=== EJERCICIO ESCRITO 1 ===
Resume en forma de lista el párrafo que empieza con «Algo que puedo sentir todavía» del texto sobre la cocina de Quecedo, conservando sus datos principales.
=== EJERCICIO ESCRITO 2 ===
Sigue escribiendo el texto sobre la cocina de Quecedo a partir de su última frase.

=== FRAGMENTO APORTADO ===
******************************
Hortalizas, caracoles y ogros buenos

 

 

Algo que puedo sentir todavía es aquel olor a leche hervida que se combinaba con otros olores no menos intensos en la cocina de nuestra casa de Quecedo. A la hora del desayuno el abanico de aromas era ya espléndido. Los niños nos levantábamos tarde, y nuestro desayuno de tazón de leche y bocadillo de torreznos coincidía con la sopa de ajo del abuelo, que a esa hora volvía de trabajar en Rasillos. Además, mientras los nietos desayunábamos, la abuela ponía al fuego las legumbres para el almuerzo, que hervían suavemente con unos cuantos trozos de la corteza que se les quitaba a los jamones. El abuelo llegaba con la fruta y la verdura recién recogidas y, al depositarlas encima de la mesa, nos dejaba también una bocanada de olor a campo. Con aquellos aromas tan diversos empezábamos el día.
******************************
(Fragmentos de un conjunto de datos sobre señalar objetos)
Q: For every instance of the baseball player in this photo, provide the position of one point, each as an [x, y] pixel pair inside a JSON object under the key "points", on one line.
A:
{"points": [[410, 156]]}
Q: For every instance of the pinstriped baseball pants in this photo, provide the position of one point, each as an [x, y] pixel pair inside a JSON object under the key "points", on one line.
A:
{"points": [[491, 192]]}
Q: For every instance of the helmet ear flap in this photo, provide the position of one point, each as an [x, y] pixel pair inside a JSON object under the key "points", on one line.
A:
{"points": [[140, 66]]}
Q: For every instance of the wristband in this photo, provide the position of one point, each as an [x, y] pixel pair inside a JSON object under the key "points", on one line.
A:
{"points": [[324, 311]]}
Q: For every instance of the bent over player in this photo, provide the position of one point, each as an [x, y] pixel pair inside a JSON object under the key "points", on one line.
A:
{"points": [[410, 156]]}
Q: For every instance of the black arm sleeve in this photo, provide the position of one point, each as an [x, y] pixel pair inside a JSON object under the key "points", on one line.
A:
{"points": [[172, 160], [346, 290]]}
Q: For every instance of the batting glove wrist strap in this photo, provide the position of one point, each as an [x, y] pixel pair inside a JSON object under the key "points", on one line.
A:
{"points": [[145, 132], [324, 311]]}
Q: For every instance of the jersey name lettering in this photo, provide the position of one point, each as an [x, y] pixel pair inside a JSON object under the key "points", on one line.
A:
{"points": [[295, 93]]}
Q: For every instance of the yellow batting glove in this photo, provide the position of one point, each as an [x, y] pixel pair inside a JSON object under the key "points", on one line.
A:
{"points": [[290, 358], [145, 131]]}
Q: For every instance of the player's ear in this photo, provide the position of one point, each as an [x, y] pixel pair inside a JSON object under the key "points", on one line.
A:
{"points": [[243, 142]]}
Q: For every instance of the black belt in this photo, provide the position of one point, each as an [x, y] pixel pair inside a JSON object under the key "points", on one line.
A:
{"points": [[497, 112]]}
******************************
=== RESULTADO 1 ===
- Todavía recuerdo el olor a leche hervida mezclado con otros olores intensos en la cocina de la casa de Quecedo.
- En el desayuno ya había muchos aromas.
- Los niños se levantaban tarde y desayunaban un tazón de leche con un bocadillo de torreznos.
- A esa hora el abuelo volvía de trabajar en Rasillos y tomaba sopa de ajo.
- Mientras tanto, la abuela ponía a hervir las legumbres del almuerzo con trozos de corteza de jamón.
- El abuelo traía fruta y verdura recién recogidas, que dejaban en la mesa un olor a campo.
- Así, con todos esos aromas, empezaba el día.

=== RESULTADO 2 ===
La variedad de verduras y hortalizas que el abuelo tenía en su finca de Rasillos respondía a la demanda de la cocinera, Juana, que le hacía cultivar incluso especies que no eran tradicionales o habituales en Valdivielso. Además de lechugas, acelgas, zanahorias, cebollas y cebolletas, ajos, pimientos, tomates y calabazas, hubo en Rasillos también borrajas, espinacas, calabacines, pepinos e incluso unas alcachoferas espléndidas que, al llegar el otoño, producían unas alcachofas capaces de competir con las mejores de la Ribera navarra. Las arvejas, las habas y las alubias se daban también con una calidad excelente. Durante el mes de julio nuestra dieta de legumbres era un poco monótona, pues se repetía en exceso el puré de habas y guisantes, pero variaba un poco al llegar las primeras vainas (judías verdes) y los primeros garbanzos. Nada más rico que un cocido de garbanzos frescos, de los que teníamos una abundante cosecha en la finca de la Dehesa.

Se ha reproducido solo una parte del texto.